◆ Data section

* * * * * * *

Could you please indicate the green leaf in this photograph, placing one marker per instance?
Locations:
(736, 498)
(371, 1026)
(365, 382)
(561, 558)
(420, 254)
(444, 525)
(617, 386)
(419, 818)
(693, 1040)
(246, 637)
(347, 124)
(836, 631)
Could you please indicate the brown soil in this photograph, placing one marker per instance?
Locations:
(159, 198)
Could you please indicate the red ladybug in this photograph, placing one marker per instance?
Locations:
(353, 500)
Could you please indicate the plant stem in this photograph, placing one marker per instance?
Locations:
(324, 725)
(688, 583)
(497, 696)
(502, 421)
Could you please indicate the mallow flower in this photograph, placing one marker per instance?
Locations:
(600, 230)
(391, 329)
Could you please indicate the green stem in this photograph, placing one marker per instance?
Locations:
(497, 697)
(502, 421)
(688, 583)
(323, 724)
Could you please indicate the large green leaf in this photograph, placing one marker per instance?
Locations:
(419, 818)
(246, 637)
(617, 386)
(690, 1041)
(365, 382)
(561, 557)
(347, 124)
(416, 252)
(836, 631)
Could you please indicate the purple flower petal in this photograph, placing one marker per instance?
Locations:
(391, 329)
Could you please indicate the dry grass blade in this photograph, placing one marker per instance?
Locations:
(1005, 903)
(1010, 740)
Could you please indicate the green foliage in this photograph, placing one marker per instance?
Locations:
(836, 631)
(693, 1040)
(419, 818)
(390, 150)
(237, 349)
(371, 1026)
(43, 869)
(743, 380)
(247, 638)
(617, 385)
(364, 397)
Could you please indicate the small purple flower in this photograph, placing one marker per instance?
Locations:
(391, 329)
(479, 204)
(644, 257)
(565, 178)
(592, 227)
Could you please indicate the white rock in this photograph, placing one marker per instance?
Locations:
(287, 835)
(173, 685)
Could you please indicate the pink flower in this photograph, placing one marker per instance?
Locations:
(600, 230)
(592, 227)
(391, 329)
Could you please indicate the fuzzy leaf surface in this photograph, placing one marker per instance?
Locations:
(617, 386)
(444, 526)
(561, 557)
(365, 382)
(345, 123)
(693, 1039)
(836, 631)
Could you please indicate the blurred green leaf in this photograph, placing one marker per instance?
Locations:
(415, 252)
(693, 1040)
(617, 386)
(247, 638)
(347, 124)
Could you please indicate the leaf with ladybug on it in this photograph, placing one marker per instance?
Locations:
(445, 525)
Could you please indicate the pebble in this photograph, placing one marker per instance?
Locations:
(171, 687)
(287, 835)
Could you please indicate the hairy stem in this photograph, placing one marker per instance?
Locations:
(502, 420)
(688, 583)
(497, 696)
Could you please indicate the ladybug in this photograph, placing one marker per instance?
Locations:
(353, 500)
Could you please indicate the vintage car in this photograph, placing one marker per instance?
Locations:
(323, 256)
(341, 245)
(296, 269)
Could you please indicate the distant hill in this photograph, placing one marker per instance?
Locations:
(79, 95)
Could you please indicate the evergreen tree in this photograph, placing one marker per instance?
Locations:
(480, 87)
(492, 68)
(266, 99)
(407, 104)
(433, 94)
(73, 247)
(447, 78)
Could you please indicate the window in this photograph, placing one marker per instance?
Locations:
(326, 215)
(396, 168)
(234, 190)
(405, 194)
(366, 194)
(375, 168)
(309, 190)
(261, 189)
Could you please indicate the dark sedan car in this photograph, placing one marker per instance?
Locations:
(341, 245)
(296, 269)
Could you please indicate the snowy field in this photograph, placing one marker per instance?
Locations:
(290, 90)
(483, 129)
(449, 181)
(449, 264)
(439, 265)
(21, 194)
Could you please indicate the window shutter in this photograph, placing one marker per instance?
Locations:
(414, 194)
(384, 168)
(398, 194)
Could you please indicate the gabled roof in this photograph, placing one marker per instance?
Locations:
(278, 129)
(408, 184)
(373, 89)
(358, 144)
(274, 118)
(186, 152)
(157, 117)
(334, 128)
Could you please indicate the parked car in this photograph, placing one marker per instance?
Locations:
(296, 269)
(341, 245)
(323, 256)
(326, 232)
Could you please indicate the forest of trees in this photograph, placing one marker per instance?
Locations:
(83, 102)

* * * * * * *

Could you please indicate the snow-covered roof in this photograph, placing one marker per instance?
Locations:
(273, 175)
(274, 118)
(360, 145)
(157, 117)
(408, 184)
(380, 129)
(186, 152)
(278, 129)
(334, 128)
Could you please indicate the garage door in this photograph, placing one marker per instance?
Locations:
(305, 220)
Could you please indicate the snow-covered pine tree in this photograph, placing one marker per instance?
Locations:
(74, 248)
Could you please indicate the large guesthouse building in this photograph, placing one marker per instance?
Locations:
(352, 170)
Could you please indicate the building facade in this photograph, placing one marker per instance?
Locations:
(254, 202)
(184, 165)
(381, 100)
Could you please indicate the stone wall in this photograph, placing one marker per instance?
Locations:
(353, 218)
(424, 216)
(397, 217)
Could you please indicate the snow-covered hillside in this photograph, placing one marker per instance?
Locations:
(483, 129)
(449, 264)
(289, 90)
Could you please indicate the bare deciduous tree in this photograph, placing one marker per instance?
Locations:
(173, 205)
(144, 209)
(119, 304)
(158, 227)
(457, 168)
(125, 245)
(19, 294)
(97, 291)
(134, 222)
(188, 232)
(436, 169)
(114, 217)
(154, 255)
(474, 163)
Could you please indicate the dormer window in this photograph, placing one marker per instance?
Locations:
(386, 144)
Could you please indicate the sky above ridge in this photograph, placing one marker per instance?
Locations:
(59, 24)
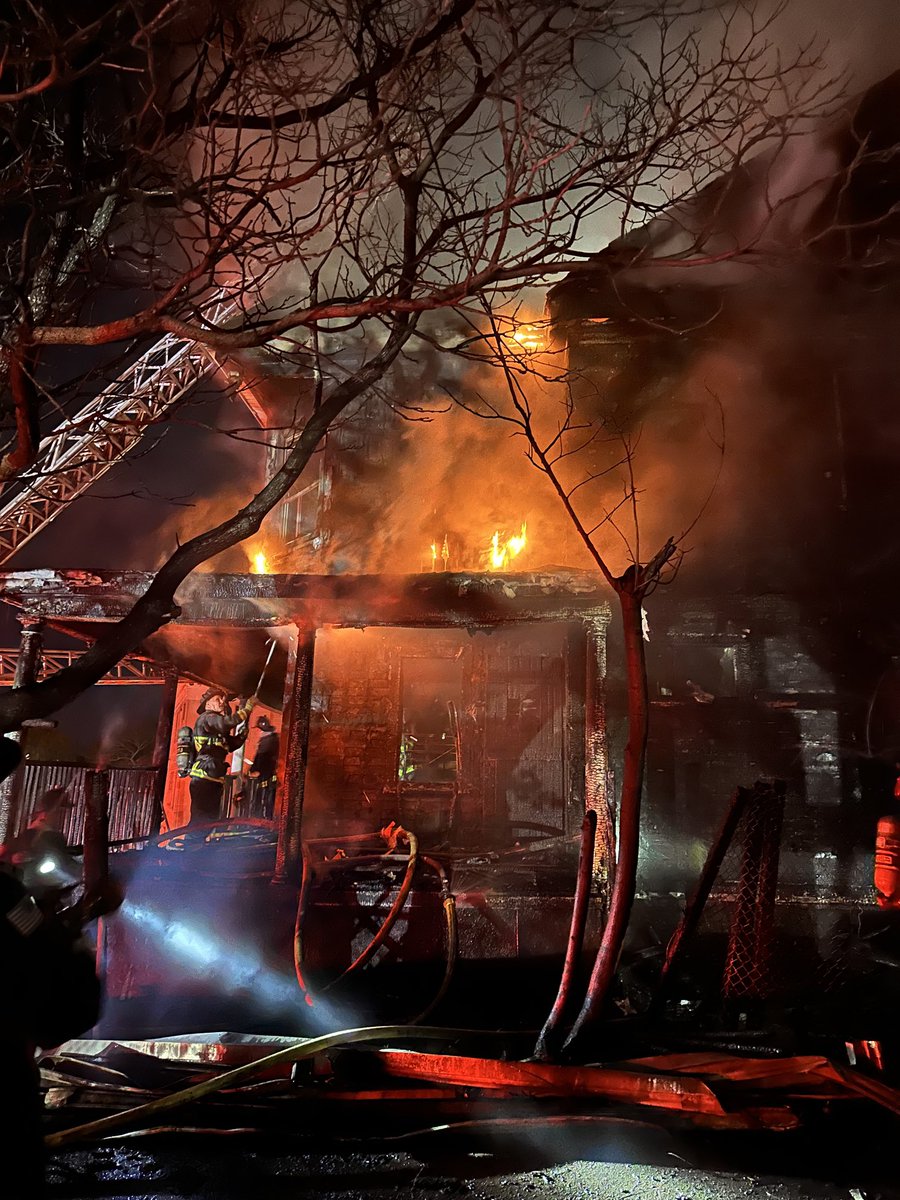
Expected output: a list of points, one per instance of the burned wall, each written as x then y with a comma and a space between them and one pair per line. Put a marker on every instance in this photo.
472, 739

* * * * * * *

◆ What is being asked
Return every line of the entries above that contains the string "ladybug", copied unchanged. Case counts.

◆ Solution
Could you please indicate the red ladybug in this photograph, placing one marker per instance?
Could you please indicate the leaf with ladybug on it in this photograph, placing one marker per instance?
Could you please indicate the ladybug in this photograph, placing one marker per instance?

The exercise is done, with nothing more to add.